■ CHALLENGE: Copy the lines below word for word, starting at the line that contains "Batch job #214: For the image above, mark every rocky" and ending at the line that contains "xmin=0 ymin=174 xmax=300 ymax=299", both included. Leave out every other line of the entries.

■ GIVEN RECORDS:
**********
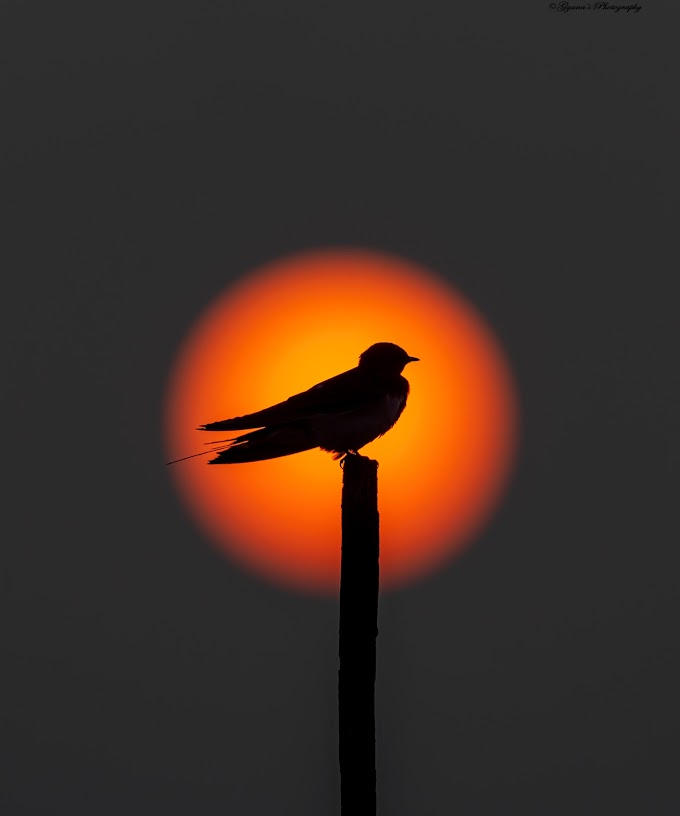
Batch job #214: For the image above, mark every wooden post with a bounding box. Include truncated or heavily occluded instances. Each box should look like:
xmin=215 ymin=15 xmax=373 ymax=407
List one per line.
**********
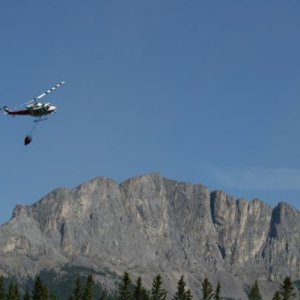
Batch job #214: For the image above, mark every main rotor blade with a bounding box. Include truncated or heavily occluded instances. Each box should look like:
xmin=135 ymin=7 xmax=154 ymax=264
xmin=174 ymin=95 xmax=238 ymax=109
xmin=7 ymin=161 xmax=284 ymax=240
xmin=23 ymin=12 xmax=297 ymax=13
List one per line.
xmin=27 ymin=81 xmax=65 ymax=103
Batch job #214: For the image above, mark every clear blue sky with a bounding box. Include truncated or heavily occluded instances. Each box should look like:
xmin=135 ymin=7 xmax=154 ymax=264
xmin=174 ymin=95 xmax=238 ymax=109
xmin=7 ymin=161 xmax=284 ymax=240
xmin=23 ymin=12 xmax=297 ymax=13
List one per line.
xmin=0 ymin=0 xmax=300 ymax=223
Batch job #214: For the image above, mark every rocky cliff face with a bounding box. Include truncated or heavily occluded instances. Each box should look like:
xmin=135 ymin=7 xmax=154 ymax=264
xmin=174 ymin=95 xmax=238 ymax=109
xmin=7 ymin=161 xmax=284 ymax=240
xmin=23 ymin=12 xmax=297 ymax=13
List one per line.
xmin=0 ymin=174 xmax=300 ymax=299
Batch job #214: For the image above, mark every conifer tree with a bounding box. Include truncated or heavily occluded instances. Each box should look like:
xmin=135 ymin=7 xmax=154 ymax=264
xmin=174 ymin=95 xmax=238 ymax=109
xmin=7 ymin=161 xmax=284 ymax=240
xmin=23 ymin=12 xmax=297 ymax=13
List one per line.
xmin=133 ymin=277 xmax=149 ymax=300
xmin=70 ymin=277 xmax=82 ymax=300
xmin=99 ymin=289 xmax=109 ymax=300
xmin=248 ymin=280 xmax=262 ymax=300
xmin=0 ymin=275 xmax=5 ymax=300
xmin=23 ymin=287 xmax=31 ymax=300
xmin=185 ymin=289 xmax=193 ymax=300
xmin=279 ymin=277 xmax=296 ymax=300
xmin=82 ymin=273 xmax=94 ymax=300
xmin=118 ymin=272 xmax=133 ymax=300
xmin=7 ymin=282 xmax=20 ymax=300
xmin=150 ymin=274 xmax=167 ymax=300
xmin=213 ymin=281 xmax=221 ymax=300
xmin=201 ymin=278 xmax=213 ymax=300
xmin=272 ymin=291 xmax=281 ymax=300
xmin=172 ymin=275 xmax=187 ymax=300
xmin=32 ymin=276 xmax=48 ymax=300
**********
■ COMPLETE OUTPUT:
Batch job #214: For the image above, mark every rocky cliff face with a bounding box. Include truncated or heavily occluded instances. Each box should look like:
xmin=135 ymin=7 xmax=154 ymax=264
xmin=174 ymin=95 xmax=238 ymax=109
xmin=7 ymin=161 xmax=284 ymax=240
xmin=23 ymin=12 xmax=297 ymax=13
List one per line.
xmin=0 ymin=174 xmax=300 ymax=299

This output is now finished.